(Point localization data)
------------------------

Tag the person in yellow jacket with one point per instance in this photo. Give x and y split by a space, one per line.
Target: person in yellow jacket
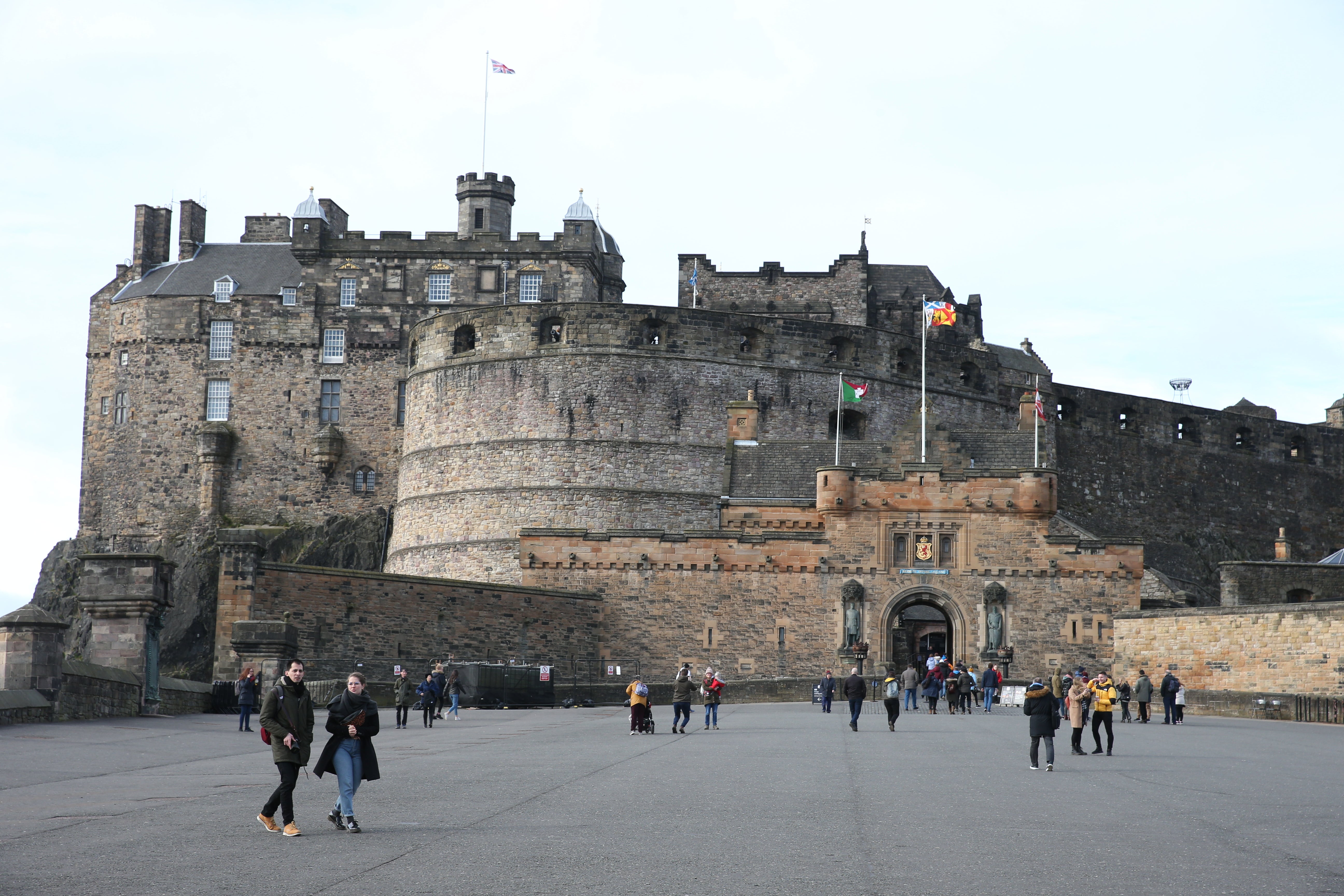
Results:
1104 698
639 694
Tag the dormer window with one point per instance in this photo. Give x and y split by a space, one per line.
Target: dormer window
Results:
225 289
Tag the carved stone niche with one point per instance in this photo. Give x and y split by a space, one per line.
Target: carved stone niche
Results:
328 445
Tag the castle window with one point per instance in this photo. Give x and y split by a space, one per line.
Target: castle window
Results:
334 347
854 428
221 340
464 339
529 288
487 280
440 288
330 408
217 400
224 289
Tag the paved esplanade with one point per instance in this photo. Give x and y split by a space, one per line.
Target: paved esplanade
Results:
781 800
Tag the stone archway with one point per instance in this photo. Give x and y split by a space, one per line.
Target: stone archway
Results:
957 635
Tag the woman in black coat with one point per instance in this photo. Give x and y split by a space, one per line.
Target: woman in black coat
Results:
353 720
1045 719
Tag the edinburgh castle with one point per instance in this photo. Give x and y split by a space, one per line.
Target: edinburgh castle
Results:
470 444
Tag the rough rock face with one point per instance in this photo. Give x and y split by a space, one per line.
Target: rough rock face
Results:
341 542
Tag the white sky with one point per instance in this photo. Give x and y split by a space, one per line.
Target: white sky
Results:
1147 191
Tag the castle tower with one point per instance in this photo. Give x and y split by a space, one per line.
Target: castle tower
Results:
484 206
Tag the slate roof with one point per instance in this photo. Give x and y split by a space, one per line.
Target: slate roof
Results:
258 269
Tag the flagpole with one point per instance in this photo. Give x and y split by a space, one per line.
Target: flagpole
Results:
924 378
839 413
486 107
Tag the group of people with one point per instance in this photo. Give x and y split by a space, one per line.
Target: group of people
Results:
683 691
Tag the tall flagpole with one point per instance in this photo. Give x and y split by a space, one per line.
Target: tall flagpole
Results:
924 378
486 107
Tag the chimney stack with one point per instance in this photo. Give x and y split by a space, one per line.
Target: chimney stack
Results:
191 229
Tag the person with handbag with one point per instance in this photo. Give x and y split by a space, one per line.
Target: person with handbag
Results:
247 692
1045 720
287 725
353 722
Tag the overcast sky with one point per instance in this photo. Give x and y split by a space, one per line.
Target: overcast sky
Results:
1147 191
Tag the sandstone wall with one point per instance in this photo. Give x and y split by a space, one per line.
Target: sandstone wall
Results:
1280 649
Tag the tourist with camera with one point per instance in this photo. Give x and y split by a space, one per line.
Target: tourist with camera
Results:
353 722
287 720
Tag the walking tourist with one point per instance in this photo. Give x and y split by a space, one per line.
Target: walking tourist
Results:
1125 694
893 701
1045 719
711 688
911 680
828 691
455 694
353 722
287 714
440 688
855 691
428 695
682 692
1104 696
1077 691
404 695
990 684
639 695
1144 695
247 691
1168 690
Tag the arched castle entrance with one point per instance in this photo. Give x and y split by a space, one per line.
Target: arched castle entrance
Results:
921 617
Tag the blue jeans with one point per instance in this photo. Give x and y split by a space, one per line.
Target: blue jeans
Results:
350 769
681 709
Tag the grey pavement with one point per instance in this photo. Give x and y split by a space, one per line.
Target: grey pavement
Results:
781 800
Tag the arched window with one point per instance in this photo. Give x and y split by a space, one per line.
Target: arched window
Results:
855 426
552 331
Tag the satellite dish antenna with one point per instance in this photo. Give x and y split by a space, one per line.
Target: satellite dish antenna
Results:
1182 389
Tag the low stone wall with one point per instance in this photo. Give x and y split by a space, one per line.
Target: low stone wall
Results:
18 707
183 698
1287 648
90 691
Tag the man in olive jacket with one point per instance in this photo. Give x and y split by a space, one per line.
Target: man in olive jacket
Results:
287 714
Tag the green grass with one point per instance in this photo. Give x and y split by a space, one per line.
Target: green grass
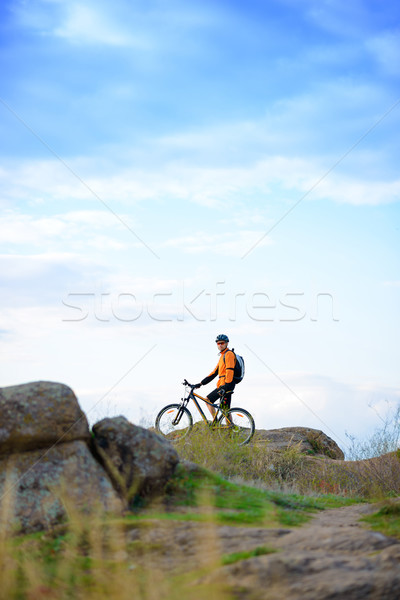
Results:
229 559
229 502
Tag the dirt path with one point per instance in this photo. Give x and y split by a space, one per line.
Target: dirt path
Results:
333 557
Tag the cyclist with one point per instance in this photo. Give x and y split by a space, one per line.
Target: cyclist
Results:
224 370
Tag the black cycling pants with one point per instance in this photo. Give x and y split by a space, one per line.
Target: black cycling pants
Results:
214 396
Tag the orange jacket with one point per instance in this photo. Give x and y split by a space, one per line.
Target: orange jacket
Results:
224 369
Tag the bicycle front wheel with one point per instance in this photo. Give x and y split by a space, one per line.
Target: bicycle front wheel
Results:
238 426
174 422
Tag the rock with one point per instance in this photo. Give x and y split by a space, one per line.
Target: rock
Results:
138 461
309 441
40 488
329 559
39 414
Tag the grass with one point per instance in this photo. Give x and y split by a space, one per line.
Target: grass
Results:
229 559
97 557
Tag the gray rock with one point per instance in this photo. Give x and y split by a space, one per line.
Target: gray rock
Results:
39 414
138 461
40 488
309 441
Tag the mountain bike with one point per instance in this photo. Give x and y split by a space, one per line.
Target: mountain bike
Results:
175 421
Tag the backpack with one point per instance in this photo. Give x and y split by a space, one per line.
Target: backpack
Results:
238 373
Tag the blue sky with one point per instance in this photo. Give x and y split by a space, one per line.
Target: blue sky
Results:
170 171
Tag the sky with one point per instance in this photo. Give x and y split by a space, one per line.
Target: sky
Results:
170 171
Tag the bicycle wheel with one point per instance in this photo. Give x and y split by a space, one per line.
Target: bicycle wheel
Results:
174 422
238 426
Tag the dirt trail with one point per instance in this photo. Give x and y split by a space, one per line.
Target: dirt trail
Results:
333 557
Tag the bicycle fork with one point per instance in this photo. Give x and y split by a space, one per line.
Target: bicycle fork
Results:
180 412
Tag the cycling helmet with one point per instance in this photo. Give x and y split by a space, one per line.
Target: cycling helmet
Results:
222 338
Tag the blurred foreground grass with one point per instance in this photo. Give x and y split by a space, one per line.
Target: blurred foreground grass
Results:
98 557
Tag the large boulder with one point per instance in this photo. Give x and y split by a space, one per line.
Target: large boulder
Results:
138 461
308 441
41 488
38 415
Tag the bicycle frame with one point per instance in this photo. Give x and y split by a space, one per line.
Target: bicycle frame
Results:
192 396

------------------------

# Task statement
The copy you produce must repeat all the entries exactly and contain no pictures.

# Task answer
Tag the person in yellow jacket with one point per instance in this photo. Give x and y split by a space, one per line.
Target: person in yellow jacket
Results:
1104 698
639 694
Tag the dormer window with one point per instance in this photo. Give x and y split by a space, one per line.
Target: dormer window
Results:
225 289
Tag the carved stone niche with one point per instance in this photo. Give x and y split by a space, one per line.
Target: carved stone niche
Results:
328 445
Tag the castle window with one point per instance in this photo. Give x and y split by a space, one per line.
Target: castle window
Results:
334 347
854 428
221 340
464 339
529 288
487 280
440 288
330 408
217 400
224 289
Tag the paved esplanade with one point per instance in this photo. Give x and y split by a space, one per line.
Target: paved esplanade
Results:
781 800
Tag the stone archway with one point per instance in this photo. Give x and y split by a space, one per line.
Target: stone archway
Results:
957 635
Tag the woman in black coat with one point per instance in this photo. Give x and y split by a space, one per line.
Target: woman in black coat
Results:
353 720
1045 719
Tag the edinburgh castle with one point per instance in this photo. Give x and y split by a space, one per line.
Target: edinburgh castle
Results:
470 444
Tag the rough rock face with one point per instance in this photo. Give x and y split by a space, one per line.
Target: rough rock face
Results:
341 542
Tag the white sky with one point per instance in this photo. Give x and y split by a space, one per line.
Target: white sky
Results:
1147 191
Tag the castle tower with one point per instance in this photo. Give x and y split by a space, one per line.
Target: castle tower
Results:
484 206
Tag the slate roof with one point per instance in this photo. Give x and y split by a space, one per line.
Target: slate roof
Results:
258 269
Tag the flagpole with one point per instance in this photo. Give x and y split by a space, one per line.
Target: flagpole
Results:
924 378
839 413
486 107
Tag the group of people with one point per instance in this photo. Give x and y split by a space, one per line.
Target: group of people
Results:
683 691
Tag the tall flagpole with one point per instance in this photo. Give x and y split by a space, one per line.
Target: tall flagpole
Results:
924 378
486 107
Tag the chimney stack with one point per instance in this photo. Give x and y split by a space, one per line.
Target: chimney stack
Results:
191 229
Tag the person with handbag with one point per instance in this photo. Give x and y split by a space, one per line.
Target: person with handbag
Results:
247 692
1045 720
287 725
353 722
Tag the overcast sky with one point per instance in this photo. Give x and y split by a space, one per line.
Target: overcast sky
Results:
1147 191
Tag the sandstone wall with one point per instance in this photo. Give x and y split by a space, one per line.
Target: sandstone wall
Results:
1280 649
Tag the tourist with camera with one point per instance in this photo. Give x and y split by a space, one per line.
Target: tourist with camera
Results:
353 722
287 720
Tag the walking tourist with one point per instance in this photo. Give x and y split by a space, one per line.
Target: walking tourist
Results:
1125 694
893 701
1045 719
711 688
911 680
828 691
455 694
353 722
287 714
440 688
855 691
428 695
682 692
1104 696
1077 691
404 695
990 684
639 695
1144 695
247 691
1168 690
Tag the arched castle entrance with one point per instance in this photo. Give x and y split by a space, one per line.
Target: arched castle entrance
Results:
921 617
Tag the blue jeans with one point per instance in this photo. Give x and y split by a space, one per line.
Target: blue jeans
Results:
350 769
681 709
Tag the grey pavement with one point per instance in this photo. Give x and y split by a space, one per line.
Target: grey pavement
Results:
781 800
Tag the arched window with one point per instance in this photo. Give x and y split by a space, one per line.
Target: arched window
Results:
855 426
552 331
Tag the satellite dish antenna with one point per instance in this photo. Give x and y split by a space, one per line.
Target: satellite dish antenna
Results:
1182 389
Tag the low stone wall with one point per instance in this photo. Give x and y split by a space, one per line.
Target: low stone wall
Results:
18 707
183 698
1287 648
90 691
Tag the man in olive jacket with one point per instance in this photo. Give x and y split by a space, one per line.
Target: man in olive jacket
Results:
287 714
Tag the green grass with one point per instance in this photo. Give x and y split by a space, one per line.
Target: green grass
Results:
229 559
229 502
Tag the dirt path with one point per instance in this photo. Give x and y split by a space, one per line.
Target: dirt path
Results:
333 557
Tag the cyclist with one point per instance in this photo. Give x and y split by a space, one per line.
Target: cyclist
Results:
224 370
Tag the black cycling pants with one point per instance in this photo. Give x and y split by a space, one per line.
Target: black cycling pants
Results:
214 396
Tag the orange jacket with one point per instance in this photo. Give x and y split by a space, one per line.
Target: orange jacket
Results:
224 369
Tag the bicycle front wheel with one point per instance in this photo. Give x and y split by a space, one per line.
Target: bicycle front wheel
Results:
238 426
174 422
Tag the rock with one point per instance in this photo. Give x and y split by a space, one per line.
Target: rock
Results:
138 461
309 441
40 488
329 559
39 414
Tag the grass with one point per instance in this photo. Give x and y split by a space, one per line.
Target: grass
Results:
229 559
97 557
Tag the gray rock with one point per instance in this photo. Give x and y split by a space, one per line.
Target: gray rock
Results:
39 414
138 461
40 488
309 441
Tag the mountain bike with one point per instance in this photo. Give x and y split by a space, one per line.
Target: mountain bike
Results:
175 421
Tag the backpack with one point per instance in this photo. Give x and y split by a space, one per line.
Target: backpack
Results:
238 373
Tag the blue sky with one point per instance in this photo. Give x and y split by a space, one per line.
Target: blue sky
Results:
170 171
Tag the sky with one point per instance in this photo. Give x and y split by a space, one per line.
Target: sky
Results:
170 171
Tag the bicycle wheel with one point per instance in this photo. Give x and y split by a space, one per line.
Target: bicycle wheel
Results:
174 422
238 426
Tag the dirt trail with one point per instance in this photo. Give x and y split by a space, one per line.
Target: dirt trail
Results:
333 557
Tag the bicycle fork with one point per instance in this photo. Give x and y split by a space, one per line.
Target: bicycle fork
Results:
180 412
Tag the cycling helmet with one point per instance in this photo. Give x and y split by a space, one per line.
Target: cycling helmet
Results:
222 338
Tag the blurred foreground grass with one point per instance in this photo. Give x and y split by a space, one per line.
Target: blurred foreground grass
Results:
98 557
Tag the large boulder with one point per instance in this photo. Give x and y split by a space, one per line.
Target: large boulder
Results:
138 461
308 441
41 488
38 415
Tag the bicycle frame with one point per instance in this photo. Give x and y split by a space, one per line.
Target: bicycle frame
Results:
192 396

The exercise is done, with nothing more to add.